-- Goal of the exercise --
Repeat the records below word for word, from the line containing "crowd of people?" through the final line of the records.

-- Task data --
+--

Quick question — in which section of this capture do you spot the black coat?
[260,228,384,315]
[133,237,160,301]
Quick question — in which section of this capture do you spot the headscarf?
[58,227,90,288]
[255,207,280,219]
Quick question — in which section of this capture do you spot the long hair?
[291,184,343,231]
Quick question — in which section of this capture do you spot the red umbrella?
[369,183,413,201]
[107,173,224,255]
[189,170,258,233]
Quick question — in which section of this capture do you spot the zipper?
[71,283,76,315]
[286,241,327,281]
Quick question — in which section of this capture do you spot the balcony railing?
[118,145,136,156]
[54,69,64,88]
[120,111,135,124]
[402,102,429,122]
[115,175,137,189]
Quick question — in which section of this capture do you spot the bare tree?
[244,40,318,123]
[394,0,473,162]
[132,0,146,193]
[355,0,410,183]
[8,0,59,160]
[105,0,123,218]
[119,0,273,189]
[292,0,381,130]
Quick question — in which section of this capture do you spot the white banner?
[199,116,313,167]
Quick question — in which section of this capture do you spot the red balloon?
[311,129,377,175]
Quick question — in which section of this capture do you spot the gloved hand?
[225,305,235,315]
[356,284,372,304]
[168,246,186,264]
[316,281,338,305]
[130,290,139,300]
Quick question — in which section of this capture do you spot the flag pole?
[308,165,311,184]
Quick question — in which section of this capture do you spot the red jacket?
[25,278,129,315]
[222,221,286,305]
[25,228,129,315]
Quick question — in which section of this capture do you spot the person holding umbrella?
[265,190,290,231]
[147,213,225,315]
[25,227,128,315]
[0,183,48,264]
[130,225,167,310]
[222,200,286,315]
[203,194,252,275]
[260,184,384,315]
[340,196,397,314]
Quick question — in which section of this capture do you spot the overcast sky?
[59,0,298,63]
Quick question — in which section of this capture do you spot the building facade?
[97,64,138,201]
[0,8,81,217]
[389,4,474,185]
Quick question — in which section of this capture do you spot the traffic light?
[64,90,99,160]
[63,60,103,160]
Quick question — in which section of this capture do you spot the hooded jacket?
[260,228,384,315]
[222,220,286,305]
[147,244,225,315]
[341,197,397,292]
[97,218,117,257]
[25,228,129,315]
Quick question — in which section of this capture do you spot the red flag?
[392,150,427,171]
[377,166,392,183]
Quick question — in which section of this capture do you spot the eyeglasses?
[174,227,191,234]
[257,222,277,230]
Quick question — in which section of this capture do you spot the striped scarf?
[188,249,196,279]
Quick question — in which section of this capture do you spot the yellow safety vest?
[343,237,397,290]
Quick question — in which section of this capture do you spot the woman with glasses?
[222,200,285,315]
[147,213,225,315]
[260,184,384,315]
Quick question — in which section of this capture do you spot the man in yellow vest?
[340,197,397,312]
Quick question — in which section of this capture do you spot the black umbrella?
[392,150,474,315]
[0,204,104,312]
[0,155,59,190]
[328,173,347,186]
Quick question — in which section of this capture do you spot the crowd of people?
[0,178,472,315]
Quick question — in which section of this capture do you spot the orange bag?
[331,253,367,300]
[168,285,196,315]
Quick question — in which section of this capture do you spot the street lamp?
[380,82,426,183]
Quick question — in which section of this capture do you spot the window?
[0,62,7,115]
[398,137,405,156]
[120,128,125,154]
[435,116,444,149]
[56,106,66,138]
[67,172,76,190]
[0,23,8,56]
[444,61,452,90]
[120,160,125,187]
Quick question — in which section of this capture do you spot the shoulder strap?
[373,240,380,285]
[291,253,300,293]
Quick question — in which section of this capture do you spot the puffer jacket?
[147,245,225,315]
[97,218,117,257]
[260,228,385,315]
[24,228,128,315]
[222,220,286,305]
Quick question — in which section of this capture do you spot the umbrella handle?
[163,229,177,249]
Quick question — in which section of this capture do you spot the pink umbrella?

+--

-- Solution to the problem --
Quick question — in which section of this capture do you spot the crowd of people?
[0,178,472,315]
Quick question — in which section of this capture do you spot the orange bag?
[331,253,367,300]
[168,285,196,315]
Quick question — in which section of this capture do you spot the street lamp?
[380,82,426,183]
Quick question — in which section of this capture do you spot the window?
[0,62,7,115]
[398,137,405,156]
[120,128,125,154]
[435,116,444,149]
[56,106,66,138]
[67,172,76,190]
[0,23,8,56]
[444,61,452,90]
[120,160,125,187]
Quick question — in which section of this capture do you spot the shoulder strap?
[373,240,380,285]
[291,253,300,293]
Quick question — in which section of this capture do you spot the puffer jacket?
[147,245,225,315]
[97,218,117,257]
[260,228,385,315]
[24,228,128,315]
[222,220,286,305]
Quick question — in which section of this capture do you spot the umbrella handle?
[163,229,177,249]
Quick question — in which section of this capture do you spot the pink umbrella?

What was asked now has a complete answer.